• Short problem A: Extract every line from the entries that contains the word "standing".

• Source text:
▼▼▼

January 2026: Strong Numbers with Rough Edges

January was one of those months where the numbers tell one story and the experience tells another. On paper, it was my strongest month since going independent. In practice, it was a month of bot attacks, silent bans, AI-generated spam, and a stomach bug that wiped out my third week entirely. But the stats don't lie, and despite everything working against me, the portfolio grew in almost every measurable way.

Before I get into the numbers though, I want to talk about what actually consumed my time and energy in January, because if you're on a similar journey, this stuff matters more than the graphs.


Security: Bots, Livewire & Automated Defences

I wrote about the initial security issues I dealt with previously, but that wasn't the end of it. The exception emails kept coming. Across all sites. Bots were hammering the Livewire update endpoints relentlessly, and while the earlier fixes helped, it was clear I needed something more aggressive.

So I went a bit further. First, I set the Livewire update endpoint to rotate weekly, generating a new randomised path each time rather than using the default /livewire/update. That alone cut down a chunk of the automated attacks since most bots are just blindly hitting known endpoints.

Automated Ban Hammers

I also added a package to help detect and block bot requests before they even reach the application layer. But the real win was automating the firewall. I use Ploi to manage my servers, and Ploi has an API that lets you add firewall rules programmatically.

So I wired up my exception reporting: if an exception is triggered by Livewire endpoint tampering, a job gets queued that calls the Ploi API and adds a deny rule for that IP on ports 80 to 443. Completely automated. Since implementing this, the exception emails have stopped and the botnet-targeted attacks are being blocked without me lifting a finger.

▲▲▲

• Task material:

▼▼▼

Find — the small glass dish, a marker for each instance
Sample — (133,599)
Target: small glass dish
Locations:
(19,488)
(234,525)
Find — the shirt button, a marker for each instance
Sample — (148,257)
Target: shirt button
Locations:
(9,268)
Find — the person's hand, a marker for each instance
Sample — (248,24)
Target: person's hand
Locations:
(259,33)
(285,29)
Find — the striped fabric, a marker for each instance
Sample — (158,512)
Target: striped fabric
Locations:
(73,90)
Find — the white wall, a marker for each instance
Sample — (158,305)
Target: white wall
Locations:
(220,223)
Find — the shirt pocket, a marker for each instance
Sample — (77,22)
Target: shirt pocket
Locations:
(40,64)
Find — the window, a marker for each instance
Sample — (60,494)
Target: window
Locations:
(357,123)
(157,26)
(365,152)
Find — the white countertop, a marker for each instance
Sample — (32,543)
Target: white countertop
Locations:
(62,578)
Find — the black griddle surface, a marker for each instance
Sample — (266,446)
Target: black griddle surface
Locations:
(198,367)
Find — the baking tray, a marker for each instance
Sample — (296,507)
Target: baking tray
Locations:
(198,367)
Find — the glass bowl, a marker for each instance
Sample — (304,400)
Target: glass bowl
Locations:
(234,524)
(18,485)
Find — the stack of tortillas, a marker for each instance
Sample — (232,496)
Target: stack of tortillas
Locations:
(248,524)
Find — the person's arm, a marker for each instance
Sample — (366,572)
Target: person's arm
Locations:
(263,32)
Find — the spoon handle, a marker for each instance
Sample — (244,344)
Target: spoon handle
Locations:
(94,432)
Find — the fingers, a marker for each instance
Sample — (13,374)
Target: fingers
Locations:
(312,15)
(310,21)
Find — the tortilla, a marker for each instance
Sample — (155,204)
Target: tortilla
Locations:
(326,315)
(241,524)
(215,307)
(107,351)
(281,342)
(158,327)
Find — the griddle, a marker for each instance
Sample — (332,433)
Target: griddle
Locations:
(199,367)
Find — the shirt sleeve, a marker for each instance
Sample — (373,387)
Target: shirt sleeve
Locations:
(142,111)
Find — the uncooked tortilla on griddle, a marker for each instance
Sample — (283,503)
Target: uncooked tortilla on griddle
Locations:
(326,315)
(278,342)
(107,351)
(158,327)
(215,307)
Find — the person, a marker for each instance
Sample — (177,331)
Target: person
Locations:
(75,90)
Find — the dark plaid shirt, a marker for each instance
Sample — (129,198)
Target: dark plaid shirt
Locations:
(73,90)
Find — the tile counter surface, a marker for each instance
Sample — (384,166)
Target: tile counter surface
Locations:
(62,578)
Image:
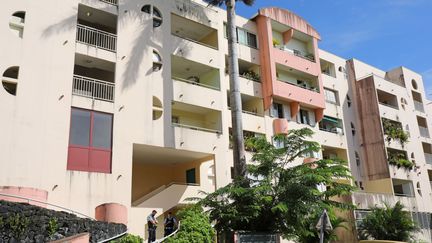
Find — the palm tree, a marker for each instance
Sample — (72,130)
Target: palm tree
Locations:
(235,97)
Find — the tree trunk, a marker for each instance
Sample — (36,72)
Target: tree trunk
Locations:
(235,96)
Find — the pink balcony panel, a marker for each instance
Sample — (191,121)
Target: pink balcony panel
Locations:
(280,126)
(100,161)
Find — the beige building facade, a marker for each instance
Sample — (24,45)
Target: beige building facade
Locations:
(126,103)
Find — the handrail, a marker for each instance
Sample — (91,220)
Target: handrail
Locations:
(197,128)
(112,2)
(93,88)
(42,202)
(310,89)
(195,41)
(97,38)
(388,105)
(195,83)
(158,190)
(166,237)
(62,208)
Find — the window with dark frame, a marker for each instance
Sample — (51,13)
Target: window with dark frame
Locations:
(90,141)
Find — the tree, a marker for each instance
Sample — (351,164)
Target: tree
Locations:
(235,96)
(388,223)
(279,196)
(194,227)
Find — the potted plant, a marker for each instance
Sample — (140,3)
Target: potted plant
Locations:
(387,224)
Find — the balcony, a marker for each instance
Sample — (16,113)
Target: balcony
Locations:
(194,73)
(419,106)
(297,78)
(93,88)
(97,38)
(417,99)
(194,31)
(93,78)
(367,200)
(428,158)
(423,129)
(403,188)
(96,28)
(331,124)
(196,118)
(165,177)
(112,2)
(387,99)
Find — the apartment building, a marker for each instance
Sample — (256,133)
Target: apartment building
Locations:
(115,108)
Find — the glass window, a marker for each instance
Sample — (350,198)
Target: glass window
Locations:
(80,128)
(304,116)
(252,40)
(102,130)
(331,96)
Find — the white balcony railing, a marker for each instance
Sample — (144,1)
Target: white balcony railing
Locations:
(112,2)
(418,106)
(93,88)
(424,132)
(428,158)
(97,38)
(203,129)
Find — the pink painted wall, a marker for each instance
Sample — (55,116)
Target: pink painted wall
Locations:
(111,212)
(269,56)
(280,126)
(27,192)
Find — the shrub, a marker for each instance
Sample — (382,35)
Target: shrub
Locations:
(18,224)
(388,223)
(128,238)
(52,226)
(194,227)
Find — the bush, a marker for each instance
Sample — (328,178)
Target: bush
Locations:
(128,238)
(389,223)
(194,227)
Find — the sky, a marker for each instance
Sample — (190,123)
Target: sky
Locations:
(383,33)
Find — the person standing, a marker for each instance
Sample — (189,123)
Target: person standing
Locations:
(170,223)
(152,225)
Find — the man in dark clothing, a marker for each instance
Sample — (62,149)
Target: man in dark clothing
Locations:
(170,224)
(152,224)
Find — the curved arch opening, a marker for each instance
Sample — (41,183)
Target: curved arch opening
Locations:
(16,23)
(10,80)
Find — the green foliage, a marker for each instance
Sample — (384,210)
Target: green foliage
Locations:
(129,238)
(394,132)
(52,226)
(399,159)
(251,75)
(276,194)
(18,224)
(194,227)
(389,223)
(310,233)
(1,223)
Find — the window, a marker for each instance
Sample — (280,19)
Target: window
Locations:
(278,143)
(304,117)
(331,96)
(277,110)
(157,61)
(244,37)
(352,129)
(90,141)
(357,157)
(348,101)
(156,14)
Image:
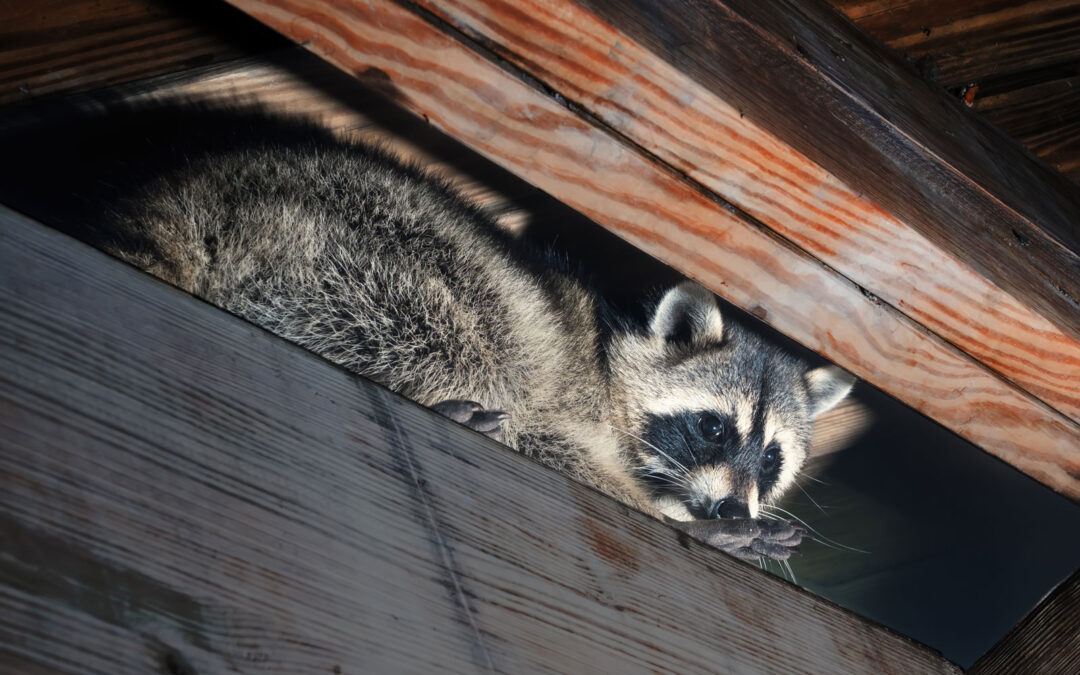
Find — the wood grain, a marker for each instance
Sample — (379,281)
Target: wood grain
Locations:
(1023,56)
(1045,642)
(50,46)
(1044,117)
(860,111)
(183,491)
(537,137)
(974,40)
(675,119)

▲▲▲

• Short problem B: According to the post above, what four things made January a rough month in practice?

• Task response A:
Find — the person standing, a marker for each instance
Target: person standing

• Task response B:
- Bot attacks
- Silent bans
- AI-generated spam
- A stomach bug